Task statement: In the development diary below, how many days of continuous uptime did the login server have before the demo closed?

Text section:
^^^^^^^^

PokéForce Development Diary #4: Systems Architecture
First and foremost, I would like to preface that this development diary is intended to be aimed at an audience interested in the more technical aspects of PokéForce, specifically the back-end code and architecture that makes everything tick, rather than the intricacies of game mechanics or other more visually pleasing aspects of the game. In this article I intend to shed some light on our development process so far, and what we can expect to change in the coming months as we work towards our next iteration of development in the form of snapshots and streamlined publishing processes.The Spring Demo
Let's face it, the spring demo was a tumultuous experience for not just the players, but us as a development team. While many factors contributed to this, it boils down to one central piece: rushed development and technical debt. Technical debt is a term coined to refer to decisions in technical processes such as programming that may prove to be difficult to work with or refactor in the future. That is, systems which may serve a specific purpose but may not be designed to be very malleable when interconnected with the greater product. It happens to every developer and application at some point (and often, at every point), and the recent Spring Demo was where we saw our most recent culmination of this. Throughout much of the development processes, code was rushed to try and bring elements of the game to life, often without care for implementing any form of automated unit or integration testing.That is to say that, often when developing a feature for the game, it would be briefly tested by the developer who authored the code, handed out to the beta testers (often in large, infrequent update batches, and often only a short period before an expected demo), and then typically interacted with on a very small scale to ensure it works as intended. This method served us relatively well when we initially started, as our beta program was intended to primarily be an avenue for members of the community to provide feedback on how the game mechanics looked and felt rather than testing every aspect of the game and how to break it. This is not strictly a bad thing - it provided valuable feedback to the development team on how a subset of the community felt about the direction we were taking the game, and gave members a platform where they could challenge our decisions and argue for alternatives.
The recent demo brought light to the fact that we have not been thoroughly testing the game, and that many points in our development lifecycle need to change. Our battle engine for example, was still being written only hours leading up to the demo and as such not only did not undergo sufficient testing, the communication layer between our game server and the battle engine was rushed, not very well thought out, and as shown by the performance of the demo, crumpled under pressure. Individually, all aspects of the backend stack worked very well. We didn't experience any crashes from any services, the battle engine operated surprisingly efficiently despite what it may have looked like to players, our game server held stable and was only interrupted for code updates, and our login server had 13 days of continuous uptime before the close of the demo. The issues that were experienced by players were far more subtle than just crashes - disagreements of network protocols between the game server and the battle engine. Issues that could've been avoided with a more well planned out development approach, and this demo experience has sparked a few conversations amongst the development team on how we can improve and do better going forward.

^^^^^^^^

Data entries:
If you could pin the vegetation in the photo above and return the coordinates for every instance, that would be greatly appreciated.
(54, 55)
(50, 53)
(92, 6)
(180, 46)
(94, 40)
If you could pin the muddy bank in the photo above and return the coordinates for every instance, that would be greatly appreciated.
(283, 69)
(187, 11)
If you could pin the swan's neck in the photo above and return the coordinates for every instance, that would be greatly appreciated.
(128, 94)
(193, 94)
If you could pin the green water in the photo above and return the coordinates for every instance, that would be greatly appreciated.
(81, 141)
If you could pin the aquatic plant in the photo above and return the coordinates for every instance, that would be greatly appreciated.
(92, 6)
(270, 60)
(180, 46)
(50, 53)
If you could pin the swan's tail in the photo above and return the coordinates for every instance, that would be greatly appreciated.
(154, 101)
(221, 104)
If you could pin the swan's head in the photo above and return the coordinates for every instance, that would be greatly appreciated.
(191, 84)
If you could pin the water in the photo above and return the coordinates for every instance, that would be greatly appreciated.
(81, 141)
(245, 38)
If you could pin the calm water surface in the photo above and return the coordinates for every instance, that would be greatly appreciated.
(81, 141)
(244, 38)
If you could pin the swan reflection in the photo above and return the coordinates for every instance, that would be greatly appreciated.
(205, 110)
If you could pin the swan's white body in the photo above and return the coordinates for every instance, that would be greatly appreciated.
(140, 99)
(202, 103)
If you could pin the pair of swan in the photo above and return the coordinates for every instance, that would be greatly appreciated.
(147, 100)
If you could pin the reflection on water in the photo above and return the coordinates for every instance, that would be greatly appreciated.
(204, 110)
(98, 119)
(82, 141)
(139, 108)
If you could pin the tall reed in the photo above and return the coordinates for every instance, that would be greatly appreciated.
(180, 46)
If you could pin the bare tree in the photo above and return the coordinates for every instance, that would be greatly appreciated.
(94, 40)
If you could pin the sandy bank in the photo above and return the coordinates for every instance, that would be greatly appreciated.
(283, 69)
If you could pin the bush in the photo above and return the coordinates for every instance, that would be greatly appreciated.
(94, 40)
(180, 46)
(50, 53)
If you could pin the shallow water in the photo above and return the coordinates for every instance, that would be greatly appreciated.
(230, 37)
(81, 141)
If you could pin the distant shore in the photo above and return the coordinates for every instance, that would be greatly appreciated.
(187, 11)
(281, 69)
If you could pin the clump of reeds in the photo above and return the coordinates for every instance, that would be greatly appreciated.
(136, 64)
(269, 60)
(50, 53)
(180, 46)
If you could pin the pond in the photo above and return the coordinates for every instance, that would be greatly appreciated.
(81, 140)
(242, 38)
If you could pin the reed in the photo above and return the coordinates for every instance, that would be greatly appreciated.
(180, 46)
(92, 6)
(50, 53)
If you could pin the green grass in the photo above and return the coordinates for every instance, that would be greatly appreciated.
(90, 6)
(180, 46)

^^^^^^^^

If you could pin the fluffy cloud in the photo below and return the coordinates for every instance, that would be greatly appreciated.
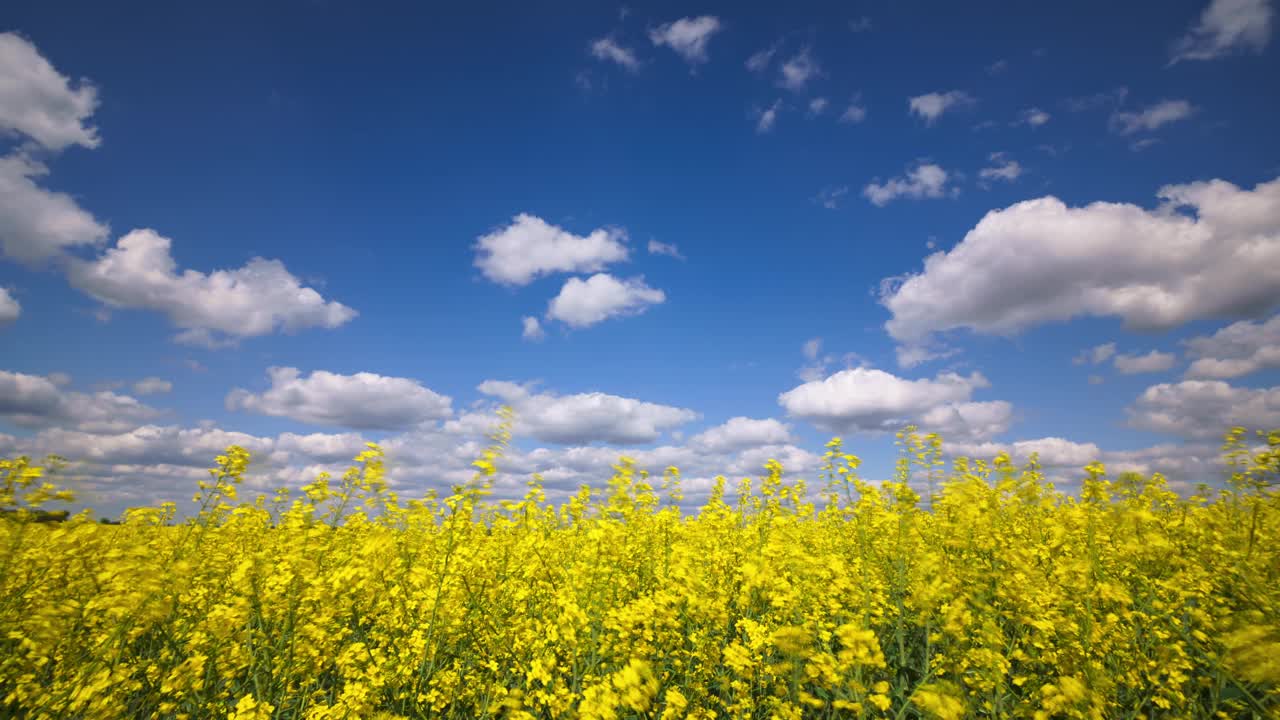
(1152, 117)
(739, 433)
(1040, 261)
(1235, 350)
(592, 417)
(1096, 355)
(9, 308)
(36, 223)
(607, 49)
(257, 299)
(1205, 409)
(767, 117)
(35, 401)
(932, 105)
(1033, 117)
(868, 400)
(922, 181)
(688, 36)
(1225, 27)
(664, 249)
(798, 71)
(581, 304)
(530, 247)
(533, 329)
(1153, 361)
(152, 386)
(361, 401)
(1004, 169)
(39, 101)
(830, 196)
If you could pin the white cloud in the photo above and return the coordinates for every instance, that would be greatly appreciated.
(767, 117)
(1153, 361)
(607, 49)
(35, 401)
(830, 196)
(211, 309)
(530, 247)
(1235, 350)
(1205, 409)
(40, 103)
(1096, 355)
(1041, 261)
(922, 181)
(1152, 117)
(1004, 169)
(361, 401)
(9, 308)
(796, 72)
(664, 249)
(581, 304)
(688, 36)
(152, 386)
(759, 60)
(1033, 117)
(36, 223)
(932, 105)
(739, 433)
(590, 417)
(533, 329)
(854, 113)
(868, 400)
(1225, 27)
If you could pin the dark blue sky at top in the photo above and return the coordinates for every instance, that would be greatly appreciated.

^^^^^^^^

Written response: 13 days